* **PROMPT 1**:
Using the Claude Project guide, decide whether each statement agrees with it: (a) Project instructions carry over to every chat started inside that Project; (b) Projects is reached from the top right of the Claude app; (c) the master prompt casts Claude as a cheerleader. Answer yes or no for each, quoting the words that settle it.
* **PROMPT 2**:
In the Claude Project guide, which button locks in the pasted instructions?
* **PROMPT 3**:
Reproduce the Claude Project guide word for word, everything from "What this actually" down to "of your meetings.".

* **DOCUMENT EXTRACT**:
A good business consultant costs a few hundred dollars an hour and you still wait a week for the meeting. Claude can do a lot of that job right now, for the price you already pay, and it answers in seconds. The catch is that a blank Claude chat gives you generic advice. The fix is a Project with the right instructions, so every conversation acts like the same sharp advisor who already knows your business.

Here's the whole setup, the exact master prompt I use, and how to actually get value out of it once it's running.

What this actually is

A Claude Project is a saved workspace with its own instructions. Whatever you write in those instructions applies to every chat you start inside that Project, so you never re-explain yourself. You set the role once (a no-nonsense business consultant), and from then on every question gets answered through that lens, with the context building up over time. That's the difference between asking a stranger and asking someone who's been in every one of your meetings.

Set it up in 30 seconds

  • Open the Claude app and click Projects in the top left.
  • Click New Project.
  • Name it something like "Business Coach" and create it.
  • On the project screen, next to Instructions, click the plus and paste in the master prompt below.
  • Hit Save Instructions to lock it in.

That's it. Every chat you start in that Project is now your consultant.

The master prompt

Paste this whole thing into the Project instructions. Tweak any line to fit how you like to be talked to.

You are my business consultant. Not a cheerleader, not a yes-man. You think like a top-tier strategy partner who has also actually run companies, and your only job is to help my business make more money and waste less of my time.

(Stored items)

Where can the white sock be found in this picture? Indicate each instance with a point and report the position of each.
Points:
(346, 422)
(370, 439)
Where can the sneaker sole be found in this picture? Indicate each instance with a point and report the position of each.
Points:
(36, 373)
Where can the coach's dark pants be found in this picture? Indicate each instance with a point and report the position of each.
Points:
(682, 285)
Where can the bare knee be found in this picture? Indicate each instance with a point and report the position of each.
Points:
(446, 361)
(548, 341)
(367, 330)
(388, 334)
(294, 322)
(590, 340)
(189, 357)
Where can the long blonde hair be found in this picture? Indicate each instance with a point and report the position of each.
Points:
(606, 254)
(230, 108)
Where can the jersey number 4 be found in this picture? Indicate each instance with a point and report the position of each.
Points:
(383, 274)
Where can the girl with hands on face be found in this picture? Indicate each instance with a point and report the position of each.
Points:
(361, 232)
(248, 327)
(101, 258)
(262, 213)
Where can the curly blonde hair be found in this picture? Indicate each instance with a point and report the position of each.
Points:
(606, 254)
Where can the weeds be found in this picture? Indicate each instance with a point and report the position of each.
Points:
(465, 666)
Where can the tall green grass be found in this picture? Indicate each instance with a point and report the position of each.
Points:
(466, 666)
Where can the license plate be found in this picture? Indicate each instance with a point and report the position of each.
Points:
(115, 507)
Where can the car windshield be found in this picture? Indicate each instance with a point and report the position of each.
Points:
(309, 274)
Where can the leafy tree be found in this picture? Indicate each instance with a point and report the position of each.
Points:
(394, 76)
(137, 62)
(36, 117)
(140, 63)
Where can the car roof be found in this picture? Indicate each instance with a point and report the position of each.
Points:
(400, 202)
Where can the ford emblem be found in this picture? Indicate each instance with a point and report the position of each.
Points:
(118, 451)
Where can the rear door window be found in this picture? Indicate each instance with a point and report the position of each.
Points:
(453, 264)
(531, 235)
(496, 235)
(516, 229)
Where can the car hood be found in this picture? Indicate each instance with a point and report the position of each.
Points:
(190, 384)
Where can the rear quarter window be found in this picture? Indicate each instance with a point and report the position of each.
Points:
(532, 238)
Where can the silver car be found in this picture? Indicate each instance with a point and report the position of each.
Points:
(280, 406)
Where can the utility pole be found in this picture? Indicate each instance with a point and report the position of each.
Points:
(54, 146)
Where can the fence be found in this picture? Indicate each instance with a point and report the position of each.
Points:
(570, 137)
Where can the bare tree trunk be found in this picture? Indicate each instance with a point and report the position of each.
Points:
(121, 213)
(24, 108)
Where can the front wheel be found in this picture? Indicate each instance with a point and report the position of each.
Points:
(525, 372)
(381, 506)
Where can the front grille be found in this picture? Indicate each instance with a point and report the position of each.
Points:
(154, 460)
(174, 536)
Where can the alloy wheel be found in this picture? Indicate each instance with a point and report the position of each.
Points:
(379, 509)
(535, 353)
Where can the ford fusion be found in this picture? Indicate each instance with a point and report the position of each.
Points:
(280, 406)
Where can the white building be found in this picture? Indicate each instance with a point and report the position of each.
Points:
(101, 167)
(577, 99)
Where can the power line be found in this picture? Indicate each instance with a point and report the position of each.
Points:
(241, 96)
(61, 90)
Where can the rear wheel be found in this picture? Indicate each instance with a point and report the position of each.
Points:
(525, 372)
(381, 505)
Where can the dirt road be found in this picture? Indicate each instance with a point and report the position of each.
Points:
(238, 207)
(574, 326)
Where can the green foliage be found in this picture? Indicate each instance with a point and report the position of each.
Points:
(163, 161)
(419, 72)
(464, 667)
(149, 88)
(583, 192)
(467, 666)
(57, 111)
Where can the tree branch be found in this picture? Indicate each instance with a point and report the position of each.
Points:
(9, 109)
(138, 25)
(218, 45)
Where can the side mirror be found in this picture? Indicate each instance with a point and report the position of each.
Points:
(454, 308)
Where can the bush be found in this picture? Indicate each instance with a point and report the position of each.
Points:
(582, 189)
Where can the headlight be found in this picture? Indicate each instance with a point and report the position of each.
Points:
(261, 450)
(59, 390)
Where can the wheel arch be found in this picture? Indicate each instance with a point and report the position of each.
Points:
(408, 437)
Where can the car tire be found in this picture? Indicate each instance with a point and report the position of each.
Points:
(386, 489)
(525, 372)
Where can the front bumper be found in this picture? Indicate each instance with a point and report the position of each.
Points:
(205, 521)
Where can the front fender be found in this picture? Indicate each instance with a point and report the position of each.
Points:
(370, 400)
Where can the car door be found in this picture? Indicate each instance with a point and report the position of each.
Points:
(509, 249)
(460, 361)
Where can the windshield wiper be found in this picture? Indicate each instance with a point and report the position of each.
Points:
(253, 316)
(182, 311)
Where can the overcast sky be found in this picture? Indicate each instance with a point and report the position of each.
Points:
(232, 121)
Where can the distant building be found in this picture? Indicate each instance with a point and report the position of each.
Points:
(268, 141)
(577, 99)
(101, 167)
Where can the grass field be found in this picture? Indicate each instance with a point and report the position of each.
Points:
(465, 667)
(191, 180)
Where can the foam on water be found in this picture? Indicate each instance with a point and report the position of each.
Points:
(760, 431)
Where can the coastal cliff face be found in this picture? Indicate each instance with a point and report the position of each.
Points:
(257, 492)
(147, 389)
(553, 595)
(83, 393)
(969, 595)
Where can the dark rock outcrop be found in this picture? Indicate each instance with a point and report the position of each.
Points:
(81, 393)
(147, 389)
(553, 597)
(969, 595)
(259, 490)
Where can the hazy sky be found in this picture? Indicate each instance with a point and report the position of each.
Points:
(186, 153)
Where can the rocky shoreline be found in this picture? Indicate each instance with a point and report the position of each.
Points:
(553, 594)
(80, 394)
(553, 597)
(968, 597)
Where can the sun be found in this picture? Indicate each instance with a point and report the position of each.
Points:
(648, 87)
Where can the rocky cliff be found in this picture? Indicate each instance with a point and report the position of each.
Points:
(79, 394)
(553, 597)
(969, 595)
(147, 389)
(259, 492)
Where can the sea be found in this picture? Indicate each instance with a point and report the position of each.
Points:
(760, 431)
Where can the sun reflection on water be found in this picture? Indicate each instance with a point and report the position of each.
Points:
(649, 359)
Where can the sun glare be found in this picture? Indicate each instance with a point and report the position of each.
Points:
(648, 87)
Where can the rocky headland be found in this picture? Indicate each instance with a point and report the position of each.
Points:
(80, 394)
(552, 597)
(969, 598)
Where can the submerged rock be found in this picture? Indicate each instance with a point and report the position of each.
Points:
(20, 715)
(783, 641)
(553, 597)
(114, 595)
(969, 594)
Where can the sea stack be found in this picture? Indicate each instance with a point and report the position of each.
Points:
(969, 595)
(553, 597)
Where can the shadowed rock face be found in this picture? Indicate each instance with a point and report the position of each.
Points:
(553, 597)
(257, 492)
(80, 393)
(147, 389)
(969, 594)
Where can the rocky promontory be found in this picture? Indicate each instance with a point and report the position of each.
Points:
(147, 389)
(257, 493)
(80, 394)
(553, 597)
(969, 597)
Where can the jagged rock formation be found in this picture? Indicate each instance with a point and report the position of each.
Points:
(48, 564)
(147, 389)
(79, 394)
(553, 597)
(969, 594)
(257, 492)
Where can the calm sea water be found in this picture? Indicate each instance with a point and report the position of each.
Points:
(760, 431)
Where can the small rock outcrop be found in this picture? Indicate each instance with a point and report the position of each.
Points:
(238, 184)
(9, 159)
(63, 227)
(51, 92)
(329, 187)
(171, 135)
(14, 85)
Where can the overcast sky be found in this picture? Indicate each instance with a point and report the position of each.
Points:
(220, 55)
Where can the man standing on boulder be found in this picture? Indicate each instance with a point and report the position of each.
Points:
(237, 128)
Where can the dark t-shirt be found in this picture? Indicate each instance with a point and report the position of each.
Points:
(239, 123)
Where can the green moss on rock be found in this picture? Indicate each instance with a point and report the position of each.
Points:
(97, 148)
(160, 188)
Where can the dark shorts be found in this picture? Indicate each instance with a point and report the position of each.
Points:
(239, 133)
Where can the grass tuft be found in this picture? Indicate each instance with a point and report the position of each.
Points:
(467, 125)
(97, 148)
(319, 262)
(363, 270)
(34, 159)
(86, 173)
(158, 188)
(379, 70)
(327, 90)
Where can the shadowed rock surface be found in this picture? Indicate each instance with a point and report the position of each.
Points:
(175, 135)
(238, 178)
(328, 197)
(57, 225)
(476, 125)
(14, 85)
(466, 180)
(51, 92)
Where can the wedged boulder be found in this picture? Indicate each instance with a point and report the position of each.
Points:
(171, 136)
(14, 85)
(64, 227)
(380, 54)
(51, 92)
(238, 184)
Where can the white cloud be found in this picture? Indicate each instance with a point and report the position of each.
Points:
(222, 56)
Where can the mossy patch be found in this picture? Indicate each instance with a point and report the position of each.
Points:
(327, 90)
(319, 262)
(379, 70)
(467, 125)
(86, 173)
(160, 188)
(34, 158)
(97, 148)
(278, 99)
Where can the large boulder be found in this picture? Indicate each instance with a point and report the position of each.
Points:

* **TASK ANSWER 1**:
(a) Yes: "Whatever you write in those instructions applies to every chat you start inside that Project"
(b) No: "Open the Claude app and click Projects in the top left."
(c) No: "Not a cheerleader, not a yes-man."

* **TASK ANSWER 2**:
Save Instructions

* **TASK ANSWER 3**:
What this actually is

A Claude Project is a saved workspace with its own instructions. Whatever you write in those instructions applies to every chat you start inside that Project, so you never re-explain yourself. You set the role once (a no-nonsense business consultant), and from then on every question gets answered through that lens, with the context building up over time. That's the difference between asking a stranger and asking someone who's been in every one of your meetings.